begin TASK DATA

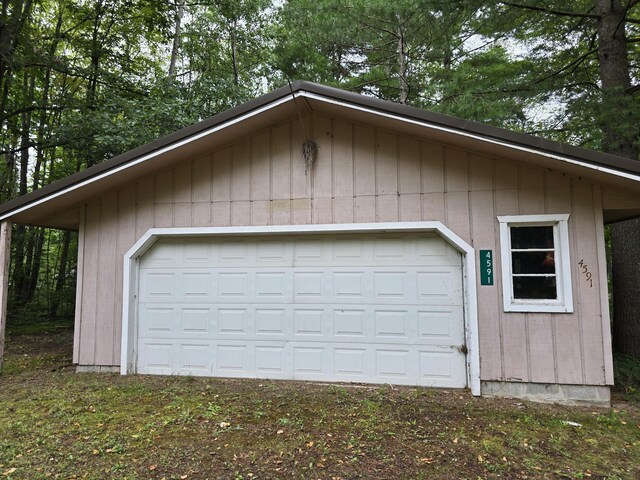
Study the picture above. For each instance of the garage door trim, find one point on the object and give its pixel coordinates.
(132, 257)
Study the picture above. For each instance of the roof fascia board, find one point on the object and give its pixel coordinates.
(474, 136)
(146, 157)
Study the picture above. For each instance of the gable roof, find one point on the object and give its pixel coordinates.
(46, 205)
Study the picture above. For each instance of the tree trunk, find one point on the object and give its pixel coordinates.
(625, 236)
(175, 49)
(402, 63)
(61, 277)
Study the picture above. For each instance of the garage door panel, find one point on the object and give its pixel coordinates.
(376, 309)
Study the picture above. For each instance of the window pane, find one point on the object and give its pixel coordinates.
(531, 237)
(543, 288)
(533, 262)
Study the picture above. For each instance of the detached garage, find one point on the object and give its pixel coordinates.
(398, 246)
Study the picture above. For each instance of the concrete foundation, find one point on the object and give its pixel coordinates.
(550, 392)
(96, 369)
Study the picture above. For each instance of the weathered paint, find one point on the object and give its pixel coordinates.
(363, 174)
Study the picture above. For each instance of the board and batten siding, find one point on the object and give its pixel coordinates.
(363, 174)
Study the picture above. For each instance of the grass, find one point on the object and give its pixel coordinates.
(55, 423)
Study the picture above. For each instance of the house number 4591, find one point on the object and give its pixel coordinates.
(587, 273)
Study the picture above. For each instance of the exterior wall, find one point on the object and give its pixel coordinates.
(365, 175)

end TASK DATA
begin TASK DATA

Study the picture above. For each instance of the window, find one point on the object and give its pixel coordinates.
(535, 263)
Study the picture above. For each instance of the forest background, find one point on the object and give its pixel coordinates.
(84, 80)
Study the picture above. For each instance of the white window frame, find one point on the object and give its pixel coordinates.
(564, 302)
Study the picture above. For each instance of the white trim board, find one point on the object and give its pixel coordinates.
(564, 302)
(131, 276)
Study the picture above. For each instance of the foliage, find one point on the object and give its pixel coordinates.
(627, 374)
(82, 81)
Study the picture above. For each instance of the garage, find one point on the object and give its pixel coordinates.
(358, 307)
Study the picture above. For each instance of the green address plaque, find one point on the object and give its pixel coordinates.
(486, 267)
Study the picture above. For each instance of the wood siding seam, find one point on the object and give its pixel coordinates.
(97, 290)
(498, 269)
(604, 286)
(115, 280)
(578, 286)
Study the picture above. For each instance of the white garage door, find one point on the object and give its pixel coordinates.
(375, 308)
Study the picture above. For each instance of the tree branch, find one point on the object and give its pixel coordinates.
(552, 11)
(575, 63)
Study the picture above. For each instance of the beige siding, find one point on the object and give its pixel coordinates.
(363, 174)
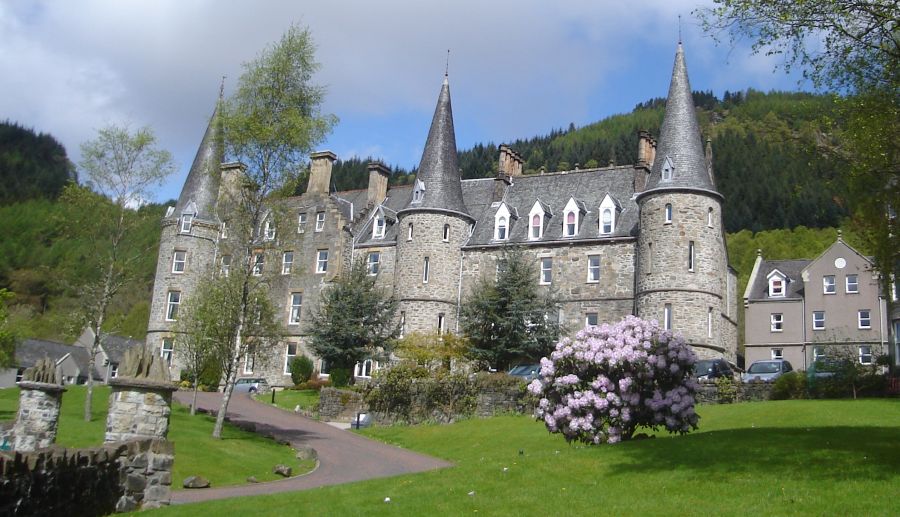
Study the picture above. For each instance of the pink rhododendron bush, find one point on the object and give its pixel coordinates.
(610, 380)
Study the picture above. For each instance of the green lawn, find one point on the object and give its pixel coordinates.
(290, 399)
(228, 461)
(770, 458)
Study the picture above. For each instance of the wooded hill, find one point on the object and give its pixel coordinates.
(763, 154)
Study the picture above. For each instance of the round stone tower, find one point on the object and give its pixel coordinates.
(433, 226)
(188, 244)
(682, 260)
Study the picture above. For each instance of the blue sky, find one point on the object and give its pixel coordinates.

end TASK DATA

(WORK TO BE COMPLETED)
Find every line in the data above that contains the string "siding" and copy each of those lines. Matching is case-sensitive.

(RESULT OF THE TASK)
Study the picture above. For each instance of the board and batten siding, find one point on the object and give its pixel coordinates.
Study the picture above. For each instance of the wood siding seam, find one point on the object and give its pixel coordinates.
Study the picture above. For each instance of the beige siding, find one point on the object and give its pixel coordinates.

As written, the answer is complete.